* [Data for this exercise]:
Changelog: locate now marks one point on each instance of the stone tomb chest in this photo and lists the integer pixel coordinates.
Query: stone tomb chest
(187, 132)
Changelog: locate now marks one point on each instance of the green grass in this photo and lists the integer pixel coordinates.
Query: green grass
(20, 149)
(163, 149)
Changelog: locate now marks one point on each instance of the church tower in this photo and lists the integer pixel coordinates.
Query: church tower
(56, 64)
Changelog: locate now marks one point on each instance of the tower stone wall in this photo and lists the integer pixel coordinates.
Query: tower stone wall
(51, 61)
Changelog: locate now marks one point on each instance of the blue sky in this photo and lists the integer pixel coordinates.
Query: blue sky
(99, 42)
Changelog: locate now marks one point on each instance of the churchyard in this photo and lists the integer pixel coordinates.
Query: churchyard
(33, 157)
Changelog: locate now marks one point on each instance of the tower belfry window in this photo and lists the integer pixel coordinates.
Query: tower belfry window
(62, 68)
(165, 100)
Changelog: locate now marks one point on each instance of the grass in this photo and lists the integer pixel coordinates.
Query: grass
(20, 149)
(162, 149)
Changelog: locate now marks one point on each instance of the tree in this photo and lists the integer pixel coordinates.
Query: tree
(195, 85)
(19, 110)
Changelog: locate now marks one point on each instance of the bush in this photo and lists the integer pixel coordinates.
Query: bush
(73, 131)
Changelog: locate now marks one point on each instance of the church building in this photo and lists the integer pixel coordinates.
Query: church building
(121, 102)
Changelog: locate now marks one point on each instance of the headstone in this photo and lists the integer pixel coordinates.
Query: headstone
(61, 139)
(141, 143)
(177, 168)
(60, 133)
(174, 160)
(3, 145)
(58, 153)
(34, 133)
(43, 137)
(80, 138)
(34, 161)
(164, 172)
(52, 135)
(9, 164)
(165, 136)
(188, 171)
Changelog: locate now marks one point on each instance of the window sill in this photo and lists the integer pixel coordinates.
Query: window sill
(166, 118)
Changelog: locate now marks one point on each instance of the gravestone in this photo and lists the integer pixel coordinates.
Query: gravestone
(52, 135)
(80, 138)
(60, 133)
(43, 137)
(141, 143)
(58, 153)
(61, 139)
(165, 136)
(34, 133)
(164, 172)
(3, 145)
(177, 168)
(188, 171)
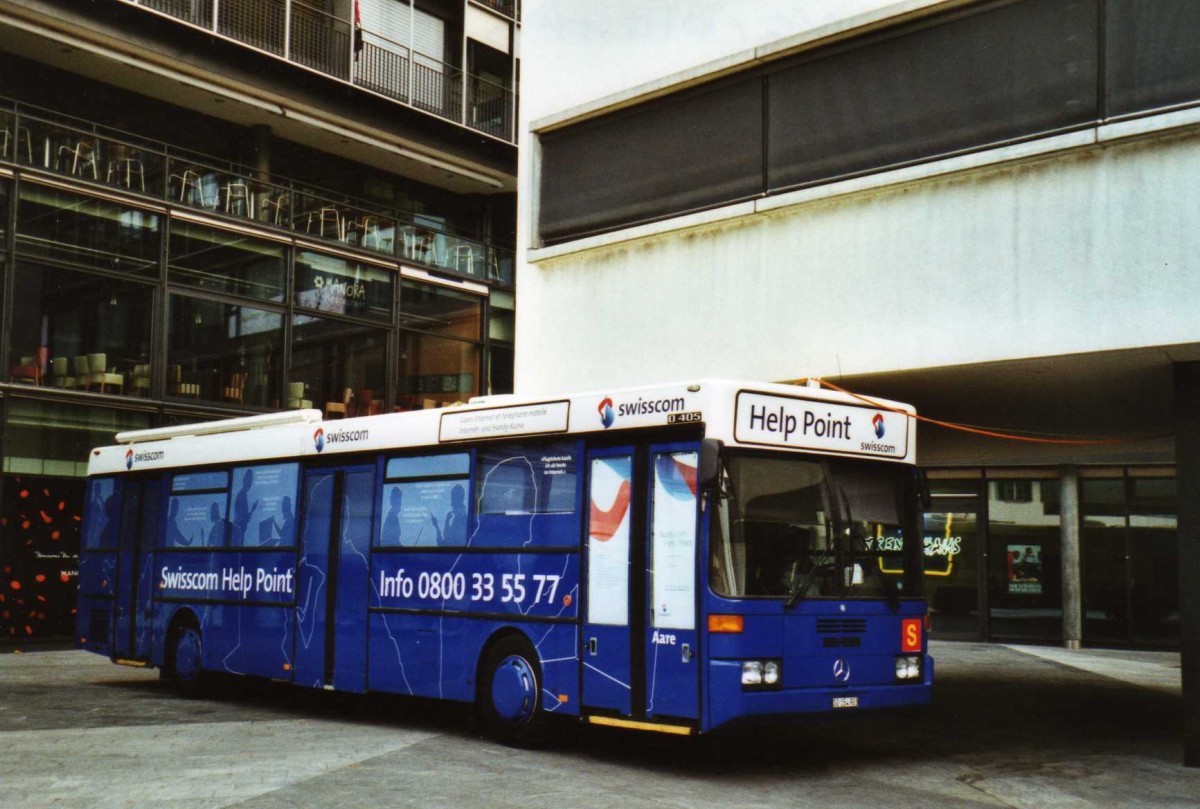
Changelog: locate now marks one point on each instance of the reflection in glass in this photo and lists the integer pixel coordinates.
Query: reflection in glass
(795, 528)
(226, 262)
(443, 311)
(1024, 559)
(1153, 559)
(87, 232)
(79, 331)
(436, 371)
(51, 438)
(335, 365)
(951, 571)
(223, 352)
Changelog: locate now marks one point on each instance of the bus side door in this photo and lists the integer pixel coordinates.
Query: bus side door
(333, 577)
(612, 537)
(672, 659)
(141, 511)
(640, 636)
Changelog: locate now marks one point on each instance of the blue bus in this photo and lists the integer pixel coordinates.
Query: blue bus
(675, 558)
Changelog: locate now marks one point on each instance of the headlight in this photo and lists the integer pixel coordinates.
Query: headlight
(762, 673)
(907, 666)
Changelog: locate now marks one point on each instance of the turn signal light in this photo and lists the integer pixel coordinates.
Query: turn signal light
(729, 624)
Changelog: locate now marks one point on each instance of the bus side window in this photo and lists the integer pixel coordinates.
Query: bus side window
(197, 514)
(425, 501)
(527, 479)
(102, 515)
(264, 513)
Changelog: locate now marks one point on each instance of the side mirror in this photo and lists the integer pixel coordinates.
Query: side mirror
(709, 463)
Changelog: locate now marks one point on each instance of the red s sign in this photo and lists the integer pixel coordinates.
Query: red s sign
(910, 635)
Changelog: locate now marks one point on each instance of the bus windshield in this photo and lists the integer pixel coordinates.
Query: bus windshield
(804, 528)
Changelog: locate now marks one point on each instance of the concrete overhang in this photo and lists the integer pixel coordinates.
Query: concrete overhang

* * *

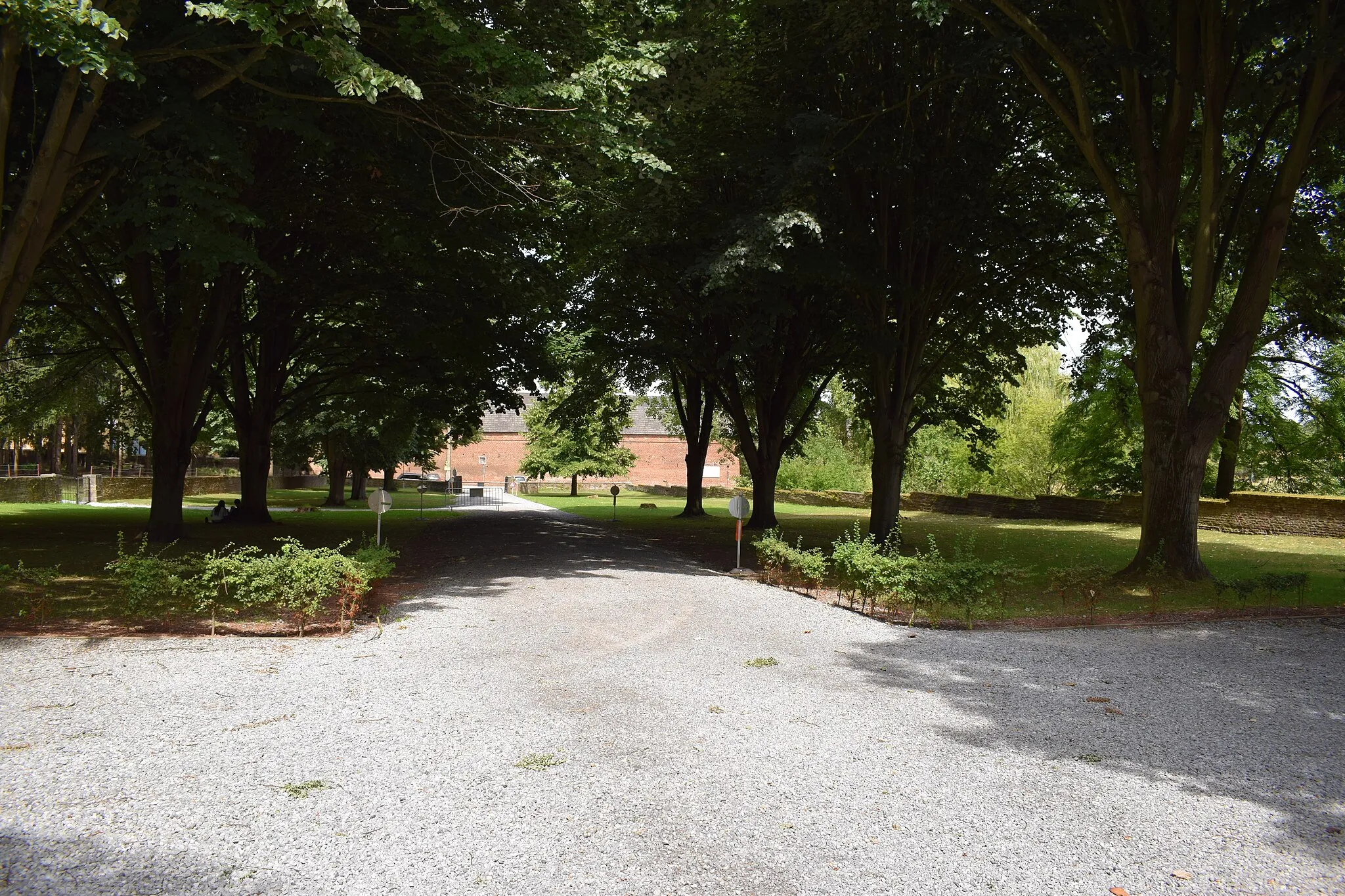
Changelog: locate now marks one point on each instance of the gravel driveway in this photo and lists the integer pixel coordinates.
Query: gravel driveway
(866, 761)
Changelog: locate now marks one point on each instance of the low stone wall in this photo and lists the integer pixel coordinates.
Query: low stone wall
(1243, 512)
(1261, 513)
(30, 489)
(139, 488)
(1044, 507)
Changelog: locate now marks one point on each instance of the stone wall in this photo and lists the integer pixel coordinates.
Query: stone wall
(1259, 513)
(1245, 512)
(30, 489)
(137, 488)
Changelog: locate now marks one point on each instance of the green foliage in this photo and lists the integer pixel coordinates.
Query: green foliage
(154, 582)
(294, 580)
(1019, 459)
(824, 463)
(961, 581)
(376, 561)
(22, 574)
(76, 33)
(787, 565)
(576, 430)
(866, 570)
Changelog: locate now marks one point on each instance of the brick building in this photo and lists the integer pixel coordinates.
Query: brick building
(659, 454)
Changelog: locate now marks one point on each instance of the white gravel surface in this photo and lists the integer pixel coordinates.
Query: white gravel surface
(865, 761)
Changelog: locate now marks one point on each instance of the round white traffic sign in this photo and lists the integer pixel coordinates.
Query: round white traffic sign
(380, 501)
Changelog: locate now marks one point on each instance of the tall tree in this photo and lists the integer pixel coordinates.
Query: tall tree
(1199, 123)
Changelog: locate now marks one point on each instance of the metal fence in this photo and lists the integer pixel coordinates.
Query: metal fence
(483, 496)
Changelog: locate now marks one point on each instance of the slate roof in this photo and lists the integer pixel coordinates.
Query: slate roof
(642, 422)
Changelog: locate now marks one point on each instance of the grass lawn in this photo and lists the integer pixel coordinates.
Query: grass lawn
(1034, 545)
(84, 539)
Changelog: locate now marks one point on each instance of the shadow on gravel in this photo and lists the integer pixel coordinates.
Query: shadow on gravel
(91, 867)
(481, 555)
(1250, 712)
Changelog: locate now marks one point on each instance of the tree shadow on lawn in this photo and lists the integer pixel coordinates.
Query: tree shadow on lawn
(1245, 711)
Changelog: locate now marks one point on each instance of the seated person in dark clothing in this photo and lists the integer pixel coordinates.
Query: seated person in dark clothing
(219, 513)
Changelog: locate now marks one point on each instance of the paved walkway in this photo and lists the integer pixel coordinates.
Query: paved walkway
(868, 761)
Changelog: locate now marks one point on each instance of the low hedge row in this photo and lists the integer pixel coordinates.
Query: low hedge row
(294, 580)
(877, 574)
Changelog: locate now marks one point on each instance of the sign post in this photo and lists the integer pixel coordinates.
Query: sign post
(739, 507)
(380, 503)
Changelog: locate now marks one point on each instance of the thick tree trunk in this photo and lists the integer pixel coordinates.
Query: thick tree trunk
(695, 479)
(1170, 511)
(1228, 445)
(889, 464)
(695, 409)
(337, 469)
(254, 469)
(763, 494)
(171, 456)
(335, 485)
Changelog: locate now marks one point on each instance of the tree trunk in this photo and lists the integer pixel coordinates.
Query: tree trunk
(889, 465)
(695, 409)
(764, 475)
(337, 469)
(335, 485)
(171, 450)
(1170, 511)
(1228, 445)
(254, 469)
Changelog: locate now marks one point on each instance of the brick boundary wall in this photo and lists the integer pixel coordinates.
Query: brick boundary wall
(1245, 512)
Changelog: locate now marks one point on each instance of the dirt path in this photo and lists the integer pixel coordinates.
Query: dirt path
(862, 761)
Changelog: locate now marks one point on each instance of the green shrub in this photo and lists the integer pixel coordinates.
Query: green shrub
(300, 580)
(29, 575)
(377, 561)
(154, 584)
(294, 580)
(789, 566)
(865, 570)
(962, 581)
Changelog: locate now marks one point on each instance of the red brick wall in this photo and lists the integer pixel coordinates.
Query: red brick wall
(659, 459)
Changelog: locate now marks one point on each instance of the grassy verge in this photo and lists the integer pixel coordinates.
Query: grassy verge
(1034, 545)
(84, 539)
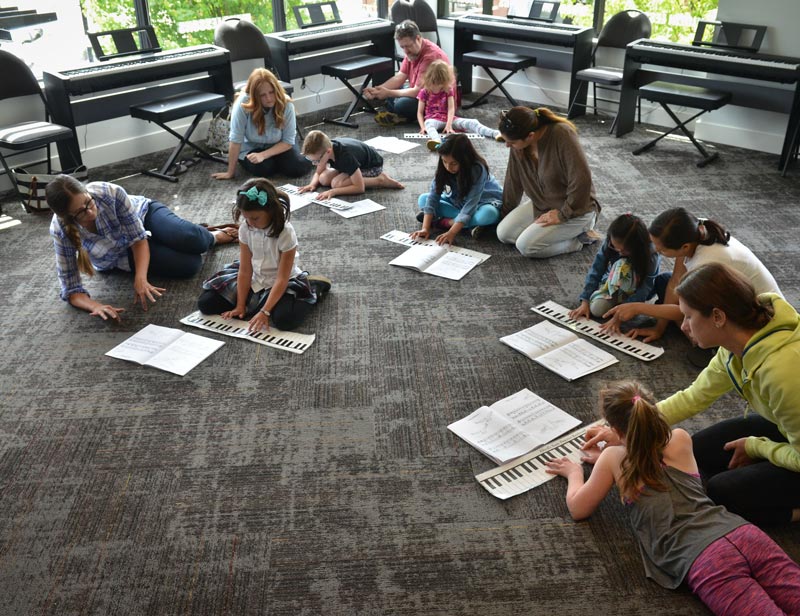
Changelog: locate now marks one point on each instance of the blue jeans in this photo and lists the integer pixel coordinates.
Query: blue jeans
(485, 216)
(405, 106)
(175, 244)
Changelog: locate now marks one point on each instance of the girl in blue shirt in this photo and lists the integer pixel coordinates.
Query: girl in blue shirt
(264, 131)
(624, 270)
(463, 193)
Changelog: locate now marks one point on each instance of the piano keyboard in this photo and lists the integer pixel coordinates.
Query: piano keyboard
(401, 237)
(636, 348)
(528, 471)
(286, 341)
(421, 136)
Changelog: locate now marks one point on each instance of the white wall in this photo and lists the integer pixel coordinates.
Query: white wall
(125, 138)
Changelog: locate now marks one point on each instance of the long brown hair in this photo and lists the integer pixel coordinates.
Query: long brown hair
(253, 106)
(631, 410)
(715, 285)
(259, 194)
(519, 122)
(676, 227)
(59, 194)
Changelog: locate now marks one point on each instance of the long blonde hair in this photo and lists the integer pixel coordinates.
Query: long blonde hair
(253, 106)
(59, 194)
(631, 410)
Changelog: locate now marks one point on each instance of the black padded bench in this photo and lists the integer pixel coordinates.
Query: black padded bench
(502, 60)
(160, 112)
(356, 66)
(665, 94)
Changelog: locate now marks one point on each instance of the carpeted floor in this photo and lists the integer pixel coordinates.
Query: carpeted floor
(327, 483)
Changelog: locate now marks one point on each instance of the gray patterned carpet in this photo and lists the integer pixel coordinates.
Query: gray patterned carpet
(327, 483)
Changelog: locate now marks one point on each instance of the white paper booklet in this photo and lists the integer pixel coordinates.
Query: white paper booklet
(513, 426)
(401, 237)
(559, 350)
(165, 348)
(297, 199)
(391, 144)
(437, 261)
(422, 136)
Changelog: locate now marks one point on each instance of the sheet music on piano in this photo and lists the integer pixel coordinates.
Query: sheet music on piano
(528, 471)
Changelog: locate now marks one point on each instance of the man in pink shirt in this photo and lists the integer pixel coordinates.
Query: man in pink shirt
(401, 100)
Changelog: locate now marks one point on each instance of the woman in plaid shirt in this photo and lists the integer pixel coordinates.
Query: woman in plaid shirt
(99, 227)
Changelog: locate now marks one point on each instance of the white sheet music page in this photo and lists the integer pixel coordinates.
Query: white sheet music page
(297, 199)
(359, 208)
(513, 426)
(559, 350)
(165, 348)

* [Written instruction]:
Change "brick building" to "brick house" in the items from the line with "the green foliage" up to and including the line with "(1199, 123)", and give back only those lines with nothing else altered.

* [The completed task]:
Changelog: locate now marks one point on each instance of the green foliage in this photo and lists the integer pixel coordinates.
Query: green foliage
(154, 582)
(294, 580)
(1019, 459)
(824, 463)
(961, 581)
(376, 561)
(22, 574)
(76, 33)
(787, 565)
(576, 430)
(866, 570)
Changelog: locate now marks one point on each instance of the brick house in this photo and lists the integer pixel coordinates.
Query: brick house
(659, 454)
Changelog: locate now marks one point on each instance of the white gravel surface in this photo and lists the integer pixel coordinates.
Query: white gravel surface
(865, 761)
Changelog: locate now marks one point on each instance of the round white traffic sign in this photo and lists the integer pixel coordinates.
Query: round white traffic sign
(380, 501)
Changelog: locate now marks one point on each instance of the tall tree in this photo and lists the integer pixel coordinates.
Query: tall tree
(1199, 123)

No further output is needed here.